[[ TASK INPUT open ]]

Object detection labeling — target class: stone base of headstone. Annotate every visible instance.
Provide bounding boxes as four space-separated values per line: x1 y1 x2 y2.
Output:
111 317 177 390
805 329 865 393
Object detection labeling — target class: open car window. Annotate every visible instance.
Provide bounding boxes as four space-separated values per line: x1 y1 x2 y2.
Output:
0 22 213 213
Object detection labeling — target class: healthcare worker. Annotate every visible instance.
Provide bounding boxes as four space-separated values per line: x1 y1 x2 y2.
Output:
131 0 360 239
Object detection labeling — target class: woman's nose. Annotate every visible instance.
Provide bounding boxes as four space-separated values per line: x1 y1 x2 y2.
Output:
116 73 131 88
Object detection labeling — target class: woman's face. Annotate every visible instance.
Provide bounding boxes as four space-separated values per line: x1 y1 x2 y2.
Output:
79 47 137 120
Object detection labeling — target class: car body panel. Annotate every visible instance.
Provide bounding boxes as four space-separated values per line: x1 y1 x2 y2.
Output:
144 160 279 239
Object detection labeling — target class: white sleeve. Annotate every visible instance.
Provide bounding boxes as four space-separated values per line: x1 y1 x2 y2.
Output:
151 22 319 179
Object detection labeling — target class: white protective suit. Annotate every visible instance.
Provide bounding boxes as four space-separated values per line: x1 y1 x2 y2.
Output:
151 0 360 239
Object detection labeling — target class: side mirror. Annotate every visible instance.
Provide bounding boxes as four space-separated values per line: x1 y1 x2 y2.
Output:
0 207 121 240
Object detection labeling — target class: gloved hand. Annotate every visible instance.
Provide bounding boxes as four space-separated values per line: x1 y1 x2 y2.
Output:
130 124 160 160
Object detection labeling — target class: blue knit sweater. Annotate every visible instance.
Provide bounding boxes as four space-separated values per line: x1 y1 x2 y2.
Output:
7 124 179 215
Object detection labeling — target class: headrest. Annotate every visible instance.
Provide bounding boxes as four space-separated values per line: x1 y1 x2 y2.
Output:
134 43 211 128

[[ TASK INPUT closed ]]

EXERCISE INSTRUCTIONS. Only the lines above that hold "white" are wanted. Show every one of them.

WRITTEN REPLY.
Object detection labeling — target class: white sleeve. Annotate every visible instance.
Object detection labeling — target class: white protective suit. Annotate every visible instance.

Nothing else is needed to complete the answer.